*Assigned task*
Nothing in the data may be changed; retype all of it.

Start of The records

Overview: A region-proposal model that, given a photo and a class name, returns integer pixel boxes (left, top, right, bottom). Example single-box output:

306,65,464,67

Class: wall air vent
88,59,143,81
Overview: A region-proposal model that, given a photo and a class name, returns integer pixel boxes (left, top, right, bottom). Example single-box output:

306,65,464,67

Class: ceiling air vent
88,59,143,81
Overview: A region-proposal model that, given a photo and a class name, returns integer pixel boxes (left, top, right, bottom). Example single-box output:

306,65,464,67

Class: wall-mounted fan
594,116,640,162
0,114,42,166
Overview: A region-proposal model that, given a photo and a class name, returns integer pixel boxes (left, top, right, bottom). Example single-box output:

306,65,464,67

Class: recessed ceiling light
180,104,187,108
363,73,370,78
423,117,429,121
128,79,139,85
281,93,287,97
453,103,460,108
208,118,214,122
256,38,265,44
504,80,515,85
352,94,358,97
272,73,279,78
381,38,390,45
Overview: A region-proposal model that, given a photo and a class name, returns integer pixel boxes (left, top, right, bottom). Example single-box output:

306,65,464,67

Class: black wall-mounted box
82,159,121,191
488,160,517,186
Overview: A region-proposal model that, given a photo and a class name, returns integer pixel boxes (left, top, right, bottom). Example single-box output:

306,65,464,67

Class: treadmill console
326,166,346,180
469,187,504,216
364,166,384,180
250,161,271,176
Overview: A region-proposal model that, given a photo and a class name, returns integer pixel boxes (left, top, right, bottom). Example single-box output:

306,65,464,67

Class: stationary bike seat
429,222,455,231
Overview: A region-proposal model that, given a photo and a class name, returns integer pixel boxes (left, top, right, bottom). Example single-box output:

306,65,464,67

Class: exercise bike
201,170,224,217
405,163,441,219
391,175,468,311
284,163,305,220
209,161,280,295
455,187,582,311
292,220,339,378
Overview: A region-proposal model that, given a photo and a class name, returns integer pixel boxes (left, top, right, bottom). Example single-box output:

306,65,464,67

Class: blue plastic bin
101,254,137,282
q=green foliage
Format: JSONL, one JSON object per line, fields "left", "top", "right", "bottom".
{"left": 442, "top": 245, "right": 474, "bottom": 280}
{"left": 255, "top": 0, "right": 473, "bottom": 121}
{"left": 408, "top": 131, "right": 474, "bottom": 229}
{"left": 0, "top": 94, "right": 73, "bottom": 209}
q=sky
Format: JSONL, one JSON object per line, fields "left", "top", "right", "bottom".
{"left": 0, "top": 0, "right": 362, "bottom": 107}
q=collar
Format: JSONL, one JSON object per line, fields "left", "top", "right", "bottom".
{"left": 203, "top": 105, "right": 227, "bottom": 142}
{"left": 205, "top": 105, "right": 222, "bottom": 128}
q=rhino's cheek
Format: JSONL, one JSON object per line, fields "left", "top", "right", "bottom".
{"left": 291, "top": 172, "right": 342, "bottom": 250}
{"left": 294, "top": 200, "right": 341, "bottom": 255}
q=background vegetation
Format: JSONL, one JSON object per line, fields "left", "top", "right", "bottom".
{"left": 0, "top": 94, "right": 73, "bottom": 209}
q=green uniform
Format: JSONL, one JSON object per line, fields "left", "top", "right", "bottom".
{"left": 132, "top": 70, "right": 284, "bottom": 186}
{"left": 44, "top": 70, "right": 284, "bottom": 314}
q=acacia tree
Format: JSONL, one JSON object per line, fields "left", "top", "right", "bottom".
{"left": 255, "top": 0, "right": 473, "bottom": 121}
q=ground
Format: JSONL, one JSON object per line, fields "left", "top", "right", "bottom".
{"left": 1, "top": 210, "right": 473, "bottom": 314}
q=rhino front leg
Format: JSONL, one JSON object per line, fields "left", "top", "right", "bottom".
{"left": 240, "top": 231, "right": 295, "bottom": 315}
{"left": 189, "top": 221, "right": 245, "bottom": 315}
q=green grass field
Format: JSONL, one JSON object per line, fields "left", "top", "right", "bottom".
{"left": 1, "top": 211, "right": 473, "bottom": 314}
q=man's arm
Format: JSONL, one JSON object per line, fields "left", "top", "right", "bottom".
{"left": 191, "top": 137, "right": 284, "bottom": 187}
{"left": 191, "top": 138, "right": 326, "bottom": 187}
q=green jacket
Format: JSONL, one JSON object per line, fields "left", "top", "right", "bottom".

End of The records

*Answer area*
Overview: A region-proposal model that, given a photo and a class name, returns integer pixel boxes (left, top, right, bottom). Example single-box output:

306,65,464,67

Class: wall air vent
88,59,143,81
Overview: A region-proposal model that, given a photo and a class name, returns integer pixel boxes (left, top, right, bottom). Example single-box output:

306,65,464,67

Class: ceiling air vent
88,59,143,81
Overview: A region-proposal model that, given a photo and a class name, returns integer pixel boxes (left, top, right, bottom). Example single-box output:

306,65,464,67

Class: wall-mounted fan
594,116,640,162
0,114,42,166
Overview: A region-proposal model that, given a photo and a class name, returns integer pixel boxes (left, top, right, bottom). Example single-box output:

306,65,464,67

Class: recessed ceiling light
180,104,187,108
363,73,370,78
423,117,429,121
128,79,139,85
281,93,287,97
453,103,460,108
208,118,214,122
256,38,265,44
504,80,515,85
352,94,358,97
272,73,279,78
381,38,390,45
Overview: A region-proposal model that, given a photo and a class name, returns integer pixel boxes (left, top, right, bottom). Example single-box output:

306,65,464,67

Class: black wall-mounted box
82,159,121,191
488,160,517,186
Overview: A region-proposal model that, given a photo and a class name, returns integer pixel boxes (left, top, right, bottom). Example single-box output:

306,65,464,67

Class: treadmill console
326,166,346,180
469,187,504,216
364,166,384,180
250,161,271,176
Overview: A region-proposal model that, given a photo and a class name, returns integer pixel boxes (left, top, right, bottom). Example single-box output:

306,65,464,67

Class: stationary bike seat
429,222,455,231
Overview: A region-proposal model that, given a photo and a class name, returns integer pixel boxes (left, top, right, bottom). Example single-box output:

306,65,464,67

Class: exercise bike
201,170,224,217
405,163,441,219
391,175,468,311
284,163,305,220
209,161,280,295
455,187,582,311
292,220,339,378
Overview: A region-proposal model that, given a photo and a class name, returns integer pixel boxes (left, top, right, bottom). Example single-box output:

306,65,464,67

Class: blue plastic bin
101,254,137,282
q=green foliage
Format: JSONL, one JSON object per line, fields "left", "top", "right", "bottom".
{"left": 442, "top": 245, "right": 474, "bottom": 280}
{"left": 255, "top": 0, "right": 473, "bottom": 121}
{"left": 408, "top": 131, "right": 474, "bottom": 229}
{"left": 0, "top": 94, "right": 73, "bottom": 209}
q=sky
Format: JSONL, one JSON object per line, fields "left", "top", "right", "bottom".
{"left": 0, "top": 0, "right": 362, "bottom": 107}
q=collar
Format: JSONL, one JSON object per line, fields "left", "top", "right", "bottom".
{"left": 203, "top": 105, "right": 227, "bottom": 142}
{"left": 205, "top": 105, "right": 222, "bottom": 128}
q=rhino's cheek
Format: JSONL, one JSON object per line, fields "left", "top", "right", "bottom".
{"left": 291, "top": 172, "right": 342, "bottom": 250}
{"left": 294, "top": 200, "right": 341, "bottom": 255}
q=background vegetation
Format: JSONL, one JSON object per line, fields "left", "top", "right", "bottom".
{"left": 0, "top": 94, "right": 73, "bottom": 209}
q=green uniform
Format: JSONL, one JSON object per line, fields "left", "top", "right", "bottom".
{"left": 132, "top": 70, "right": 284, "bottom": 186}
{"left": 44, "top": 70, "right": 284, "bottom": 314}
q=acacia tree
Format: JSONL, one JSON object per line, fields "left", "top", "right", "bottom".
{"left": 255, "top": 0, "right": 473, "bottom": 121}
q=ground
Format: JSONL, one JSON object per line, fields "left", "top", "right", "bottom".
{"left": 1, "top": 210, "right": 473, "bottom": 314}
q=rhino front leg
Format: JSONL, one JSON object per line, fields "left", "top", "right", "bottom".
{"left": 240, "top": 231, "right": 295, "bottom": 315}
{"left": 189, "top": 221, "right": 245, "bottom": 315}
q=green grass field
Format: JSONL, one JSON object per line, fields "left", "top", "right", "bottom".
{"left": 1, "top": 211, "right": 473, "bottom": 314}
q=man's arm
Format: JSONL, one JSON object per line, fields "left", "top", "right", "bottom".
{"left": 191, "top": 137, "right": 284, "bottom": 187}
{"left": 191, "top": 138, "right": 326, "bottom": 187}
q=green jacket
Format: JSONL, one JSON object per line, fields "left", "top", "right", "bottom".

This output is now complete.